§ GIVEN PROBLEM: Set out each line of the material below as a numbered list, skipping blank lines. Leave the pictures out of your answer.

____ RECORDS

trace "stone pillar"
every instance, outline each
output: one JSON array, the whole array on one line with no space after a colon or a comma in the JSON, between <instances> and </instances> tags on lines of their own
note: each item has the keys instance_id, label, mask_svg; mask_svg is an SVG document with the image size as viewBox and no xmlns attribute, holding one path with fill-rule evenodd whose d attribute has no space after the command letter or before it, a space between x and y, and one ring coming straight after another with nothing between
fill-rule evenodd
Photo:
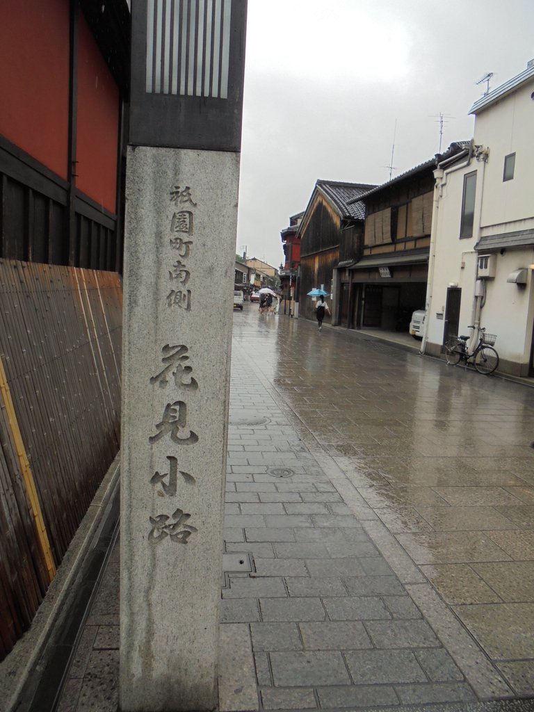
<instances>
[{"instance_id":1,"label":"stone pillar","mask_svg":"<svg viewBox=\"0 0 534 712\"><path fill-rule=\"evenodd\" d=\"M217 706L239 155L130 147L120 706Z\"/></svg>"},{"instance_id":2,"label":"stone pillar","mask_svg":"<svg viewBox=\"0 0 534 712\"><path fill-rule=\"evenodd\" d=\"M132 3L120 703L217 706L246 0Z\"/></svg>"}]
</instances>

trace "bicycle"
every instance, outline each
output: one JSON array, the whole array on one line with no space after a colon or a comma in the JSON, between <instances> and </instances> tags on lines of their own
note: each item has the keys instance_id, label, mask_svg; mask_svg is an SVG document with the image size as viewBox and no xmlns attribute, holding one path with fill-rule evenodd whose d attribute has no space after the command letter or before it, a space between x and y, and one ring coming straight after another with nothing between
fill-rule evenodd
<instances>
[{"instance_id":1,"label":"bicycle","mask_svg":"<svg viewBox=\"0 0 534 712\"><path fill-rule=\"evenodd\" d=\"M468 326L474 329L474 326ZM486 334L486 329L479 330L478 344L471 353L467 350L468 336L454 336L445 344L445 357L447 363L456 366L460 361L465 365L472 363L478 373L488 376L499 365L499 355L493 347L497 340L495 334Z\"/></svg>"}]
</instances>

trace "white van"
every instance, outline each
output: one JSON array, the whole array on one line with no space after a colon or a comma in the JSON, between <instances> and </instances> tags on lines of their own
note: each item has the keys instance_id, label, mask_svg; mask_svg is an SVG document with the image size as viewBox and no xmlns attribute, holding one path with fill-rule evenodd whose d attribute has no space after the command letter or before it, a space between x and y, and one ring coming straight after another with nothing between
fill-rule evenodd
<instances>
[{"instance_id":1,"label":"white van","mask_svg":"<svg viewBox=\"0 0 534 712\"><path fill-rule=\"evenodd\" d=\"M236 289L234 293L234 308L241 309L241 310L243 311L243 303L244 300L243 292Z\"/></svg>"},{"instance_id":2,"label":"white van","mask_svg":"<svg viewBox=\"0 0 534 712\"><path fill-rule=\"evenodd\" d=\"M412 315L409 333L414 339L423 338L423 328L424 327L424 319L426 316L426 311L425 309L417 309Z\"/></svg>"}]
</instances>

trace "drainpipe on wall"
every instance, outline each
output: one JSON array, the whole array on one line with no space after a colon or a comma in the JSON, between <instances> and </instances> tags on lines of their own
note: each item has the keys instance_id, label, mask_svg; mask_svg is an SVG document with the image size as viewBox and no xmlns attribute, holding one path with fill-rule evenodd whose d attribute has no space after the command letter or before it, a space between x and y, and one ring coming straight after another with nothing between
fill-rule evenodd
<instances>
[{"instance_id":1,"label":"drainpipe on wall","mask_svg":"<svg viewBox=\"0 0 534 712\"><path fill-rule=\"evenodd\" d=\"M474 156L477 161L482 162L482 170L480 178L480 199L478 200L478 209L477 211L476 220L473 223L473 236L475 238L475 244L480 240L481 223L482 221L482 201L484 197L484 177L486 176L486 163L489 156L489 149L483 146L475 146ZM477 179L477 184L478 181ZM482 307L486 301L486 282L484 280L479 280L478 277L478 258L476 258L476 266L475 269L475 293L473 298L473 308L471 310L471 324L474 325L473 333L471 335L468 344L470 350L472 350L478 342L478 332L480 330L481 313Z\"/></svg>"},{"instance_id":2,"label":"drainpipe on wall","mask_svg":"<svg viewBox=\"0 0 534 712\"><path fill-rule=\"evenodd\" d=\"M432 306L432 288L434 287L434 267L436 263L436 232L438 223L438 209L439 208L439 199L441 197L441 179L444 172L441 168L436 168L434 172L434 177L436 183L434 187L434 199L432 201L432 221L430 227L430 256L429 259L429 276L426 280L426 299L425 301L425 309L426 316L424 320L424 329L423 330L423 340L421 342L419 353L424 354L428 341L429 322L430 321L431 309Z\"/></svg>"}]
</instances>

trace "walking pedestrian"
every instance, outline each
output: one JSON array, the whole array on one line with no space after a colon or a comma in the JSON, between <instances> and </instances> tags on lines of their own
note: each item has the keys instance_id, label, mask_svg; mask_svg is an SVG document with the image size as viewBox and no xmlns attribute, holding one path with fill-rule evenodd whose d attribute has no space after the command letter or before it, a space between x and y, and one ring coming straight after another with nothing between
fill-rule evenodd
<instances>
[{"instance_id":1,"label":"walking pedestrian","mask_svg":"<svg viewBox=\"0 0 534 712\"><path fill-rule=\"evenodd\" d=\"M328 308L328 305L325 301L325 298L320 296L315 302L315 316L317 317L319 331L323 328L323 320L325 318L325 313L330 315L330 310Z\"/></svg>"}]
</instances>

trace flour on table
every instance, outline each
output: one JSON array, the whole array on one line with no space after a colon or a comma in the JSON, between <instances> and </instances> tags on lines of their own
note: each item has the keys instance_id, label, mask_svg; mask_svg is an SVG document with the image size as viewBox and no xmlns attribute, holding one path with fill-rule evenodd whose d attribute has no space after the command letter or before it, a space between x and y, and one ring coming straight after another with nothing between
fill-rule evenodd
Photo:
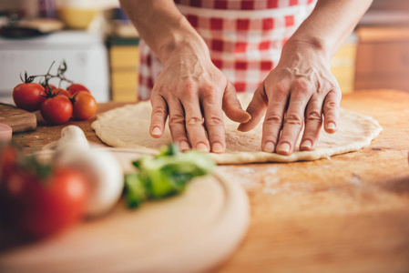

________

§ WRITTEN SOLUTION:
1. trace "stone pillar"
2. every instance, outline each
3. output: one JSON array, the whole array on one line with no space after a colon or a comma in the JSON, between <instances> and </instances> tags on lines of their own
4. note: each item has the keys instance_id, label, mask_svg; mask_svg is an SVG document with the image size as viewBox and no xmlns attribute, holding one path with fill-rule evenodd whose d attribute has no space after the command letter or before it, a space between x and y, and one ring coming straight after another with nothing between
5. fill-rule evenodd
6. Photo:
7. <instances>
8. [{"instance_id":1,"label":"stone pillar","mask_svg":"<svg viewBox=\"0 0 534 712\"><path fill-rule=\"evenodd\" d=\"M217 706L239 155L130 147L120 706Z\"/></svg>"},{"instance_id":2,"label":"stone pillar","mask_svg":"<svg viewBox=\"0 0 534 712\"><path fill-rule=\"evenodd\" d=\"M132 3L120 703L217 706L246 0Z\"/></svg>"}]
9. </instances>
10. trace "bicycle"
11. every instance, outline each
12. output: one JSON array, the whole array on one line with no space after a colon or a comma in the JSON, between <instances> and </instances> tags on lines of their own
13. note: each item has the keys instance_id, label, mask_svg; mask_svg is an SVG document with the image size as viewBox and no xmlns attribute, holding one path with fill-rule evenodd whose d attribute has no space after the command letter or before it, a space between x and y, and one ring coming straight after another with nothing between
14. fill-rule evenodd
15. <instances>
16. [{"instance_id":1,"label":"bicycle","mask_svg":"<svg viewBox=\"0 0 534 712\"><path fill-rule=\"evenodd\" d=\"M468 326L474 329L474 326ZM486 334L486 329L479 330L478 344L471 353L467 350L468 336L454 336L445 344L445 357L447 363L456 366L460 361L465 365L472 363L478 373L488 376L499 365L499 355L493 347L497 340L495 334Z\"/></svg>"}]
17. </instances>
18. trace "white van"
19. every instance, outline each
20. output: one JSON array, the whole array on one line with no space after a colon or a comma in the JSON, between <instances> and </instances> tags on lines of their own
21. note: each item has the keys instance_id, label, mask_svg; mask_svg is an SVG document with the image size as viewBox and no xmlns attribute, holding one path with fill-rule evenodd whose d attribute has no space after the command letter or before it, a space between x and y, and one ring coming straight after another with nothing between
22. fill-rule evenodd
23. <instances>
24. [{"instance_id":1,"label":"white van","mask_svg":"<svg viewBox=\"0 0 534 712\"><path fill-rule=\"evenodd\" d=\"M236 289L234 293L234 308L241 309L241 310L243 311L243 303L244 300L243 292Z\"/></svg>"},{"instance_id":2,"label":"white van","mask_svg":"<svg viewBox=\"0 0 534 712\"><path fill-rule=\"evenodd\" d=\"M412 315L409 333L414 339L423 338L423 328L424 327L424 319L426 316L426 311L425 309L417 309Z\"/></svg>"}]
25. </instances>
26. trace "drainpipe on wall"
27. every instance, outline each
28. output: one JSON array, the whole array on one line with no space after a colon or a comma in the JSON, between <instances> and </instances> tags on lines of their own
29. note: each item has the keys instance_id, label, mask_svg; mask_svg is an SVG document with the image size as viewBox and no xmlns attribute, holding one path with fill-rule evenodd whose d attribute has no space after the command letter or before it, a space between x and y, and one ring coming straight after another with nothing between
30. fill-rule evenodd
31. <instances>
32. [{"instance_id":1,"label":"drainpipe on wall","mask_svg":"<svg viewBox=\"0 0 534 712\"><path fill-rule=\"evenodd\" d=\"M474 156L477 161L482 162L482 170L480 178L480 199L478 200L478 209L477 211L476 220L473 223L473 236L475 238L475 244L480 240L481 223L482 221L482 201L484 197L484 177L486 176L486 163L489 156L489 149L483 146L475 146ZM477 179L477 184L478 181ZM482 307L486 301L486 282L484 280L479 280L478 277L478 258L476 258L476 266L475 269L475 293L473 298L473 308L471 310L471 324L474 325L473 333L471 335L468 344L470 350L472 350L478 342L478 332L480 330L481 313Z\"/></svg>"},{"instance_id":2,"label":"drainpipe on wall","mask_svg":"<svg viewBox=\"0 0 534 712\"><path fill-rule=\"evenodd\" d=\"M432 306L432 288L434 287L434 267L436 263L436 232L438 223L438 209L439 208L439 199L441 197L441 179L444 172L441 168L436 168L434 172L434 177L436 183L434 187L434 199L432 201L432 221L430 227L430 256L429 259L429 276L426 280L426 299L425 301L425 309L426 316L424 320L424 329L423 330L423 340L421 342L419 353L424 354L428 341L429 322L430 321L431 309Z\"/></svg>"}]
33. </instances>
34. trace "walking pedestrian"
35. every instance, outline each
36. output: one JSON array, the whole array on one line with no space after a colon or a comma in the JSON, between <instances> and </instances> tags on lines of their own
37. note: each item has the keys instance_id, label, mask_svg; mask_svg is an SVG document with the image size as viewBox and no xmlns attribute, holding one path with fill-rule evenodd whose d attribute has no space after the command letter or before it, a space between x and y, and one ring coming straight after another with nothing between
38. fill-rule evenodd
39. <instances>
40. [{"instance_id":1,"label":"walking pedestrian","mask_svg":"<svg viewBox=\"0 0 534 712\"><path fill-rule=\"evenodd\" d=\"M328 308L328 305L325 301L325 298L320 296L315 302L315 316L317 317L319 331L323 328L323 320L325 318L325 313L330 315L330 310Z\"/></svg>"}]
41. </instances>
42. trace flour on table
43. every instance, outline each
44. output: one JSON array, the whole array on one line with no space after a colon or a comma in the JSON, between <instances> and </instances> tags on lines of their own
45. note: each item has the keys instance_id, label, mask_svg; mask_svg is an SVG document with the image size as viewBox and no xmlns attribute, holding one path with fill-rule evenodd whose d attribute has no space after the command letter or before it, a space between x and y, and one ring coming straight after another with nothing between
46. fill-rule evenodd
47. Photo:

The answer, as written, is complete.